____ Data records
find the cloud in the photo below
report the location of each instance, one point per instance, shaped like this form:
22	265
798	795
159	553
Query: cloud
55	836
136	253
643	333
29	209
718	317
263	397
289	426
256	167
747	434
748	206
________
# Problem requirements
Reproduce all of the entries word for word. Omit nothing.

# Written reply
find the cloud in the photo below
report the location of each instance, one point per instance, shaped like this form:
22	265
798	795
159	553
Query: cloud
55	836
136	253
643	333
29	209
718	317
263	397
289	426
256	167
747	434
748	206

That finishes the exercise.